Katz's point is less superficial than it may seem to those too young to know of Ali other than by fragments of film or the impressions of those who saw his artistry, felt his power and magnetism and knew, as surely as they knew anything, that this was a force, this was a man, who could never be truly reproduced, either in life or on celluloid.
The best that could be done, it was the solemn consensus, was to offer a flash of insight into the unique dynamism of a character who did not, as the movie inevitably suggests because of the constriction of its form, arrive all of a masterful piece, flaying opponents, trampling over prejudice, defying the most rancid corners of American life all the way from the Ku Klux Klan to the military-industrial establishment. Rather through trauma and fear and doubt, he gradually acquired such ballast, such impregnable gravitas, that it could be said that this prizefighter of scarcely rudimentary education had become arguably the most charismatic, compelling figure of the 20th century.

## Exercise
Carry on the passage about Muhammad Ali from the point where it stops.

## Supplied records

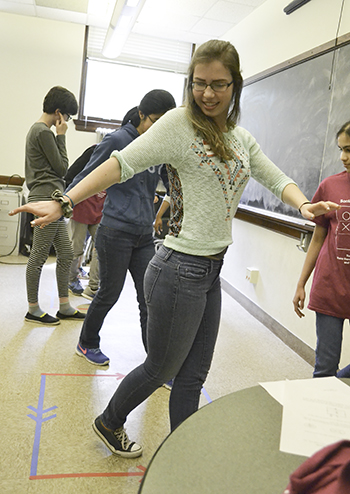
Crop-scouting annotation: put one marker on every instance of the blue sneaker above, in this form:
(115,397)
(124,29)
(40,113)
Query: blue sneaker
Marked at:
(92,355)
(75,287)
(169,384)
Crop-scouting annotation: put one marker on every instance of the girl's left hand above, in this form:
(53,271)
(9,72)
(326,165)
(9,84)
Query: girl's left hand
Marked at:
(310,211)
(47,212)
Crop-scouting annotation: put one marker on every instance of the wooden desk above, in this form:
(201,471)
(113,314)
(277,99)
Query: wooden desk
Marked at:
(230,446)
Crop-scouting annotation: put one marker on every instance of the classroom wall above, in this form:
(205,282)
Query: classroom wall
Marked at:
(35,55)
(266,38)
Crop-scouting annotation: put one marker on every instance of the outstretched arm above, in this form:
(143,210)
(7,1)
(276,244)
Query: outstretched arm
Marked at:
(293,196)
(316,243)
(107,174)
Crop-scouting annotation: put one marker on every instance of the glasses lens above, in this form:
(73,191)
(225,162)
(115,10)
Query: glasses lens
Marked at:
(219,87)
(199,86)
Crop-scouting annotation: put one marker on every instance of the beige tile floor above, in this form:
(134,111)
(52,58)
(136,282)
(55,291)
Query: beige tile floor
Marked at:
(50,396)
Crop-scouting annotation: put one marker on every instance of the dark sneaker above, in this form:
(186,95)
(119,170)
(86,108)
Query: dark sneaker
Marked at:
(92,355)
(117,441)
(75,287)
(44,319)
(88,293)
(76,315)
(82,274)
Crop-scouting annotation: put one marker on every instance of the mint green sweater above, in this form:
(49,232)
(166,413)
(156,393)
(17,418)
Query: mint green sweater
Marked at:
(204,190)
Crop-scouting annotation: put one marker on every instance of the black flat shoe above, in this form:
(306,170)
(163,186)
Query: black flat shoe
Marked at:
(44,319)
(75,315)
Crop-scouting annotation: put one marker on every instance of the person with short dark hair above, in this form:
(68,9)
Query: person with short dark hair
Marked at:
(46,164)
(210,161)
(124,239)
(328,256)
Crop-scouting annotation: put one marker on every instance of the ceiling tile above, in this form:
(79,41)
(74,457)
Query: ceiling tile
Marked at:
(212,28)
(226,11)
(72,5)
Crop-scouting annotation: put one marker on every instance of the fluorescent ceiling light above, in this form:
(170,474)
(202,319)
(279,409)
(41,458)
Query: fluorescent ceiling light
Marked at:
(123,19)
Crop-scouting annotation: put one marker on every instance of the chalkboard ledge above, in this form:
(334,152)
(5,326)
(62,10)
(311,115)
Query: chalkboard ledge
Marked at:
(280,223)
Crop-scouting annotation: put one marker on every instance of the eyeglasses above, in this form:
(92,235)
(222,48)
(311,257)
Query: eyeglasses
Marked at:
(217,87)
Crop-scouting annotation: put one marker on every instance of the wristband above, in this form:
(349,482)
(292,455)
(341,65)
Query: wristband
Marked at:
(72,203)
(306,202)
(67,209)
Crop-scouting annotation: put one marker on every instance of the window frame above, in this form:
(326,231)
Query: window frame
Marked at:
(90,124)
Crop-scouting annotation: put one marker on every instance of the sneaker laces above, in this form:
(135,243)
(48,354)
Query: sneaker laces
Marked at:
(122,437)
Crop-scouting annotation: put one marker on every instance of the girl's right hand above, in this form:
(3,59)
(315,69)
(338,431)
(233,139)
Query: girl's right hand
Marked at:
(47,212)
(298,301)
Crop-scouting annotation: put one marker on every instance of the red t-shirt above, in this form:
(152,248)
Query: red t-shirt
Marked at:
(330,291)
(89,211)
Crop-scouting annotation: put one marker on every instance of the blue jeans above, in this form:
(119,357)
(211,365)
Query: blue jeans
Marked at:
(118,252)
(183,296)
(329,331)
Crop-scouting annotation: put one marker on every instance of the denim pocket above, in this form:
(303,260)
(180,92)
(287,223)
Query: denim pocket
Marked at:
(151,277)
(192,272)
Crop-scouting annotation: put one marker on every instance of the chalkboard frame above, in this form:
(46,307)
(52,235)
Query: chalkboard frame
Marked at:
(282,223)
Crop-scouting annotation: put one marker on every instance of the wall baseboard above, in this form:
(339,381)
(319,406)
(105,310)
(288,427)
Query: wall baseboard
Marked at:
(292,341)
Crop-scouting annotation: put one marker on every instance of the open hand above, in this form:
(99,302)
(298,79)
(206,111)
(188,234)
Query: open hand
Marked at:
(310,211)
(47,212)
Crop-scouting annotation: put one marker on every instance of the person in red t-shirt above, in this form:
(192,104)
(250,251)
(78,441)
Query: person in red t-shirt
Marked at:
(329,254)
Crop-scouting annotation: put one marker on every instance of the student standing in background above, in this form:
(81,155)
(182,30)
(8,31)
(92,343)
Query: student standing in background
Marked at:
(329,255)
(85,220)
(210,162)
(46,164)
(124,239)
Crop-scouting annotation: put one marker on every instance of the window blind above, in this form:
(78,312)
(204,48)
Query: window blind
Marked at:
(143,51)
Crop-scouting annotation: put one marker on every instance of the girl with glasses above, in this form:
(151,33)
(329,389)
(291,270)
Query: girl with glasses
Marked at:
(210,161)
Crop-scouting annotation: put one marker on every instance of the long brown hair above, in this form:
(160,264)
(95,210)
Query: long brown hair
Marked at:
(226,53)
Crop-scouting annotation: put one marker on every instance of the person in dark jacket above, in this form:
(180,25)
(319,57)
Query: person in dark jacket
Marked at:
(124,239)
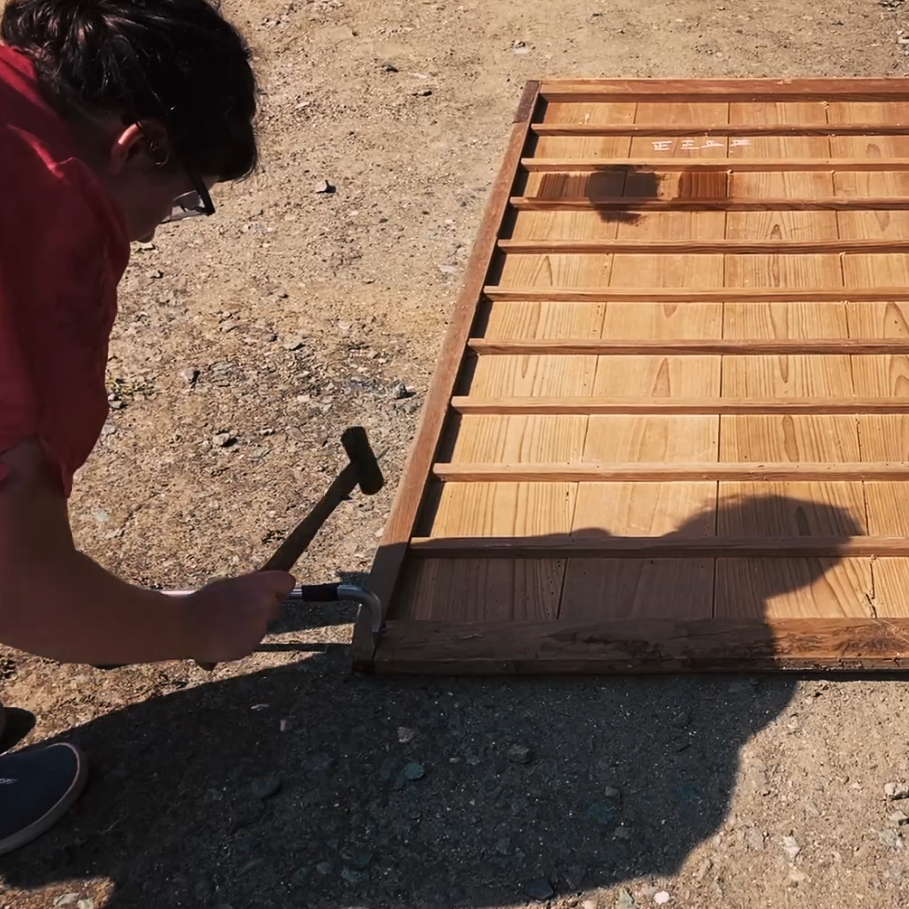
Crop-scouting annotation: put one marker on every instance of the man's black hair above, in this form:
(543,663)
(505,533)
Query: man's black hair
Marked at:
(178,62)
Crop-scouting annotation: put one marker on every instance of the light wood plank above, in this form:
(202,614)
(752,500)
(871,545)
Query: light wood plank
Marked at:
(619,588)
(796,587)
(885,373)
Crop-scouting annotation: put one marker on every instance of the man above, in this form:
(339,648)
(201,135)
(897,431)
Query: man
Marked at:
(115,115)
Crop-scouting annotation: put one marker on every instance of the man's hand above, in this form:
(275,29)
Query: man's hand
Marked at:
(230,617)
(58,603)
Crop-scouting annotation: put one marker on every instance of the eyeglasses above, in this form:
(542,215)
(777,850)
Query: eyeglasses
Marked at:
(193,204)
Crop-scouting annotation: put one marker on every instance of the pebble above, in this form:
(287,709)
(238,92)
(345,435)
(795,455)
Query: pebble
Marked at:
(895,791)
(601,814)
(754,839)
(682,720)
(574,876)
(519,754)
(539,889)
(791,847)
(265,787)
(414,772)
(354,877)
(625,900)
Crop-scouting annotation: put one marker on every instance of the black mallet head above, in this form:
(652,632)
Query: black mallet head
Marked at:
(363,460)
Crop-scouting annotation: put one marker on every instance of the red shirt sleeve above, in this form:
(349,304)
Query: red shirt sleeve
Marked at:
(63,250)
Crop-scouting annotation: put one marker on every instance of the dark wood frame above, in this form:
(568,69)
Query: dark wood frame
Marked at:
(671,645)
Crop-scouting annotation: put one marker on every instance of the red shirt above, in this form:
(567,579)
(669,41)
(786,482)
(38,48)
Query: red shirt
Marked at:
(63,251)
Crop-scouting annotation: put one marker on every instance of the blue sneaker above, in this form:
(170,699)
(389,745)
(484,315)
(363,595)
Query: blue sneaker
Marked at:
(37,788)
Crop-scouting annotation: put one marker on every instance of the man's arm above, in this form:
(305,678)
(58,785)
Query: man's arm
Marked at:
(56,602)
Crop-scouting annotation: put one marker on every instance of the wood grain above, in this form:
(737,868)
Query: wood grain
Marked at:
(636,204)
(645,646)
(389,561)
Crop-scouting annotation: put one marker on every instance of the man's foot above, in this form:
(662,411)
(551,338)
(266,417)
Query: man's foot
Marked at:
(37,787)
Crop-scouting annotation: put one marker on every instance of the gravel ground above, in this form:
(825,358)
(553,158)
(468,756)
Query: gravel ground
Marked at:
(245,346)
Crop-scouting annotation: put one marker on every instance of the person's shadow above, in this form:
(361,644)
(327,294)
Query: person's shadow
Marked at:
(423,792)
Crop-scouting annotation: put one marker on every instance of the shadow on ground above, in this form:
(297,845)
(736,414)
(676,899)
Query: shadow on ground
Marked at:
(414,792)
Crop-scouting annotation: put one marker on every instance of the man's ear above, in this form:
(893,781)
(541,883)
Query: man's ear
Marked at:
(140,144)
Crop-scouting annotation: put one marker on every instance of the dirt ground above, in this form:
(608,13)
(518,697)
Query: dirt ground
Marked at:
(245,346)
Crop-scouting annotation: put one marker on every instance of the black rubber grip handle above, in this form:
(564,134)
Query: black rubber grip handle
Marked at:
(319,593)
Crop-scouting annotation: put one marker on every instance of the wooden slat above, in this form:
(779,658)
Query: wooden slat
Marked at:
(741,165)
(693,247)
(719,129)
(667,645)
(705,295)
(521,347)
(600,405)
(665,90)
(387,565)
(635,204)
(661,472)
(606,547)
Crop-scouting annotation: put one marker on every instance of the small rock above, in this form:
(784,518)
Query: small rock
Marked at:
(895,791)
(754,839)
(357,858)
(682,720)
(414,772)
(625,900)
(574,876)
(796,877)
(265,787)
(322,764)
(519,754)
(539,889)
(353,877)
(791,847)
(301,875)
(890,837)
(602,814)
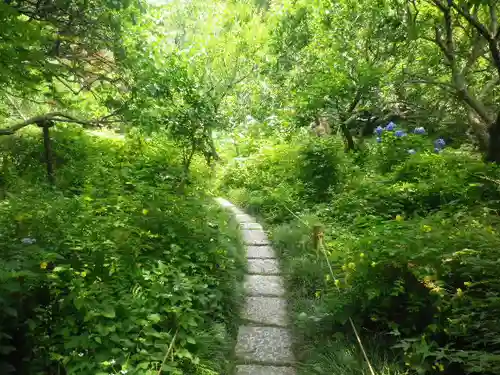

## Reply to the task
This was the burden that Smith, the accomplished star of Independence Day and Men in Black, carried on to the set for the first day of filming and that, some would say, inevitably consigned all his acting talent to somewhere within the boundaries of honourable failure.
Perhaps unconsciously, Smith revealed his understanding of the essential problem confronting him when, after working out with the great Sugar Ray Leonard and another former world champion, James Toney, he said: "You can't play a character like Ali without experiencing pain. You have to be true to the journey." Here, whatever Smith's good intentions and interpretative skills, is a classic example of Hollywood meeting reality, and coming up with a toy sword in the equivalent of a Vietcong firefight.
Ali changed the course of his life and, so damagingly, his career, when he declared that he had no argument with "them Vietcong" and refused to step forward for induction into the US Army. It was a gesture of supreme defiance and the genesis of the character who even now, locked into silence by the effects of Parkinson's disease and living in a Michigan farmhouse sustained by medication and the care of his fourth wife, Lonnie, as he approaches his 60th birthday, retains an inexorable power to touch the world.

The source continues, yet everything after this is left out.